--- Written request a ---
Print the entries exactly as they appear, starting with the line that contains "Here's a dare: find red wooden" and continuing through the last entry, with both ends included.

--- Given passage ---
# Haunt of the scottsquatch 2012



## Scottsquatch (Apr 13, 2012)

Hello everyone! Please check out my video for my haunt, "Haunt of the Scottsquatch".

Here is the link:





If you have a YouTube account, please feel free to leave a comment, thumbs up the vid, and subscribe. 

Thanks,
Scottsquatch


----------



## heresjohnny (Feb 15, 2006)

Hi Scott, welcome to the forum, I think you will like it here. The haunt looks great! Always good to see the ghosts. You make the TOTs work for their candy


----------



## jdubbya (Nov 6, 2005)

Wow! Very impressive! Has a very primitive, creepy feel to it. I like how you used the jute netting for atmosphere. Love that stuff. Great lighting too. Really awesome haunt and well photographed.


----------



## Pumpkin5 (Aug 8, 2010)

:jol:Your haunt is fantastic. I love the vast number of skeletons and the variety of poses and situations that they find themselves in. Really excellent detail work, right down to the rats and roaches. First class haunt all the way around, I bet the trick or treaters just love you. I love your Wallbreaker ghosts and your wonderful use of lighting! So even though you are a newbie on the forum, you are an old pro at haunting. So nice to have you on the forum and get to see your wonderful ideas.


----------



## Rania (Sep 24, 2012)

Hi Scottsquatch! Saw it this morning over at Rot's blog. IT IS AWESOME!


----------



## Regions Beyond (Sep 14, 2010)

Extremely impressive haunt, and love the tone/style of it: very rustic and natural feeling, and the lighting is superb as well. Thank you for sharing the video! Totally jealous of your haunt now and may have to borrow some general ideas...


----------



## RoxyBlue (Oct 6, 2008)

One of the most beautifully unnerving and atmospheric haunts I've seen. Details like the bird parts, rats, as well as the skellies and skellie parts distributed throughout convey the impression of the aftermath of some terrible disaster.


----------



## Scottsquatch (Apr 13, 2012)

heresjohnny said:


> Hi Scott, welcome to the forum, I think you will like it here. The haunt looks great! Always good to see the ghosts. You make the TOTs work for their candy


Thanks buddy! I had a old account on here from when I owned my prop company, but opened a new one a while back. Since I am so involved with my YouTube channel, it's hard for me to pull myself away to be apart of other sites. lol


----------



## Scottsquatch (Apr 13, 2012)

jdubbya said:


> Wow! Very impressive! Has a very primitive, creepy feel to it. I like how you used the jute netting for atmosphere. Love that stuff. Great lighting too. Really awesome haunt and well photographed.


Thanks, great compliments!


----------



## Scottsquatch (Apr 13, 2012)

--- Record extracts ---
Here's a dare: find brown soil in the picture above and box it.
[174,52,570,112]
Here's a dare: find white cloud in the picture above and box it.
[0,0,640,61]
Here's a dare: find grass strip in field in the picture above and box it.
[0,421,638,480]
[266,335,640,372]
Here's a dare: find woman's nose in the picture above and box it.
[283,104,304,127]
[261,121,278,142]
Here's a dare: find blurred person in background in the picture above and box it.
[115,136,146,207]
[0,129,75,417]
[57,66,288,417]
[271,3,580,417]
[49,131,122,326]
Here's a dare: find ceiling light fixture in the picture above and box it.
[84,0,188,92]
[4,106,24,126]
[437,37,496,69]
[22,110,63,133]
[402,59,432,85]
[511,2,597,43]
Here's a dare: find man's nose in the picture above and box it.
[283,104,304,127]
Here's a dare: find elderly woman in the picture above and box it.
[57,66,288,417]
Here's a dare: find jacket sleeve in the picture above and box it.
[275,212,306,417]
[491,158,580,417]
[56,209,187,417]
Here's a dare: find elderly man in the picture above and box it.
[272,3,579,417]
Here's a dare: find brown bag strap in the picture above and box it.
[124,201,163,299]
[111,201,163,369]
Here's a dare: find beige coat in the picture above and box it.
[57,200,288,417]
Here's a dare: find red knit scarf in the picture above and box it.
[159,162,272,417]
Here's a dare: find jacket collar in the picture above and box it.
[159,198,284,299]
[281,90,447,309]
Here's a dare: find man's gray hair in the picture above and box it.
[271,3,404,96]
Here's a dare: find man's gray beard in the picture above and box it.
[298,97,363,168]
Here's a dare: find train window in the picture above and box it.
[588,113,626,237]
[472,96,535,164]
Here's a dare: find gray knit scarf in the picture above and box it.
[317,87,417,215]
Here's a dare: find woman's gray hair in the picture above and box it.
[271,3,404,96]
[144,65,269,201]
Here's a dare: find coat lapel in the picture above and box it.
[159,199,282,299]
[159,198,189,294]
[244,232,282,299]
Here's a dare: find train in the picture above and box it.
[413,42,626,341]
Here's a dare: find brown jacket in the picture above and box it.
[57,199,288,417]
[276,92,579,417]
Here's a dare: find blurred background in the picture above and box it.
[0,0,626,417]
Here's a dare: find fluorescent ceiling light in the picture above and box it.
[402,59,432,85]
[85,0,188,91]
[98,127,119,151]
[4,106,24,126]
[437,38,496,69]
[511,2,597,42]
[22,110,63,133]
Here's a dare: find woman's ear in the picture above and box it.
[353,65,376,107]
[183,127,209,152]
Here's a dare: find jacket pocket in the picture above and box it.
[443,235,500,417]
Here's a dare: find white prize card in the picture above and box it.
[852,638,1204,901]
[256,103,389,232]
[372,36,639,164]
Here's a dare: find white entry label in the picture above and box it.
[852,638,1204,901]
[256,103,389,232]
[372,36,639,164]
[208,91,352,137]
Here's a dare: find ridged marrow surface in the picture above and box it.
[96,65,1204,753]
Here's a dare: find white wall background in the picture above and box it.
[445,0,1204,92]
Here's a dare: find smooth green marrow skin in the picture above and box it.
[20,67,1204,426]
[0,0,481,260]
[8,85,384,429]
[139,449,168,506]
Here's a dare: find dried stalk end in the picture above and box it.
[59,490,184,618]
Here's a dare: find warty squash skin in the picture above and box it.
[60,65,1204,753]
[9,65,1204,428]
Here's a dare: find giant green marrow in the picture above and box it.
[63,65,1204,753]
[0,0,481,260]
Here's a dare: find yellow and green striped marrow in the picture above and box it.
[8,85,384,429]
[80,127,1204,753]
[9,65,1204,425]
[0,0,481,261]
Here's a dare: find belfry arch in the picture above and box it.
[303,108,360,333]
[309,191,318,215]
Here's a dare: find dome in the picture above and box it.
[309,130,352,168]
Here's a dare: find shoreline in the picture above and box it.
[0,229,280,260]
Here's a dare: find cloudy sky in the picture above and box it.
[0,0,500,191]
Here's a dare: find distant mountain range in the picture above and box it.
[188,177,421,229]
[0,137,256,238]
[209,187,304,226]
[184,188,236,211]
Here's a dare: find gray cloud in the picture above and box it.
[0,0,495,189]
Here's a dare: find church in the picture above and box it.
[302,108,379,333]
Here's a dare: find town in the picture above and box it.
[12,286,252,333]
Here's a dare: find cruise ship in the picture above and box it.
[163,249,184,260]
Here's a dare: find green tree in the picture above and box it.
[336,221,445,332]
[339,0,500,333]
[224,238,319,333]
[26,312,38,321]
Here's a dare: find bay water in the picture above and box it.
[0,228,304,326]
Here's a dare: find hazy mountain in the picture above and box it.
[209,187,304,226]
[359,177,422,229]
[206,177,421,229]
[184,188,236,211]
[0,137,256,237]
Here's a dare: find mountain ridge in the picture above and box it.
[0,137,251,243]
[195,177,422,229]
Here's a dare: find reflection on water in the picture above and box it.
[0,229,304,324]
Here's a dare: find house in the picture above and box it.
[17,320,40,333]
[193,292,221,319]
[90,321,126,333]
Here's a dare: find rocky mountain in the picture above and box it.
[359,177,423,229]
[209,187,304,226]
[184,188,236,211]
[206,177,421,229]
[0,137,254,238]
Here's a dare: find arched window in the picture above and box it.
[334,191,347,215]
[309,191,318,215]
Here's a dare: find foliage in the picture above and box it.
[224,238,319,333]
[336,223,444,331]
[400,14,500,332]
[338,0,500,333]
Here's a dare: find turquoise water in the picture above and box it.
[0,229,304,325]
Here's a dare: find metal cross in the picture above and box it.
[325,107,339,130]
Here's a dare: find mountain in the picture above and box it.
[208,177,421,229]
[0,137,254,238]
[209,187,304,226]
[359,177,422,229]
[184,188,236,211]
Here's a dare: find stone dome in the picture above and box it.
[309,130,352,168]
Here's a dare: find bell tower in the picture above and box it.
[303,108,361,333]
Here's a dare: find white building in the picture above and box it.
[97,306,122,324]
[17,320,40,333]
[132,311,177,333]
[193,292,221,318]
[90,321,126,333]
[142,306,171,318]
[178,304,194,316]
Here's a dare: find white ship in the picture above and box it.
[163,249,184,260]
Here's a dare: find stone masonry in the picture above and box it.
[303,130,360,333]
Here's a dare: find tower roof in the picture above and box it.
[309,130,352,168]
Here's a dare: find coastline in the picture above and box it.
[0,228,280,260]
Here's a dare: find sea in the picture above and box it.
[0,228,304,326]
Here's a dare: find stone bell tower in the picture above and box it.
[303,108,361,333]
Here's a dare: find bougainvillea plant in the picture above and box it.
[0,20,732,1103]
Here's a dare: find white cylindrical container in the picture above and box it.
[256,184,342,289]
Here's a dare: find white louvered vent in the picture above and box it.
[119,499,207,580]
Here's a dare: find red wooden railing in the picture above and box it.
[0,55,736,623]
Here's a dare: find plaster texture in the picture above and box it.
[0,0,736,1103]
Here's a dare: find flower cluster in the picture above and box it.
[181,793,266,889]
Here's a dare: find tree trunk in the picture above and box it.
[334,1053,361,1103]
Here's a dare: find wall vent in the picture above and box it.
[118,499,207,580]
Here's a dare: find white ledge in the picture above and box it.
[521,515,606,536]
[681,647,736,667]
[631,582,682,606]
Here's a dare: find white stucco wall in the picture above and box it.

--- Written request b ---
Decide whether each statement agrees with the forum thread about the Scottsquatch haunt. Answer yes or no for each, and quote the deciding words. (i) Scottsquatch once owned a prop company. (ii) jdubbya disliked the jute netting in the haunt. (iii) Rania saw the video on Rot's blog.

--- Task response a ---
Here's a dare: find red wooden railing in the picture above and box it.
[0,55,736,623]
Here's a dare: find plaster texture in the picture above and box it.
[0,0,736,1103]
Here's a dare: find flower cluster in the picture above and box it.
[181,793,266,889]
Here's a dare: find tree trunk in the picture above and box it.
[334,1053,361,1103]
Here's a dare: find wall vent in the picture above and box it.
[118,499,207,580]
Here's a dare: find white ledge in the picture above and box it.
[521,515,606,536]
[681,647,736,667]
[631,582,682,606]
Here's a dare: find white stucco wall in the picture above and box it.

--- Task response b ---
(i) Yes: "I had a old account on here from when I owned my prop company"
(ii) No: "I like how you used the jute netting for atmosphere."
(iii) Yes: "Saw it this morning over at Rot's blog."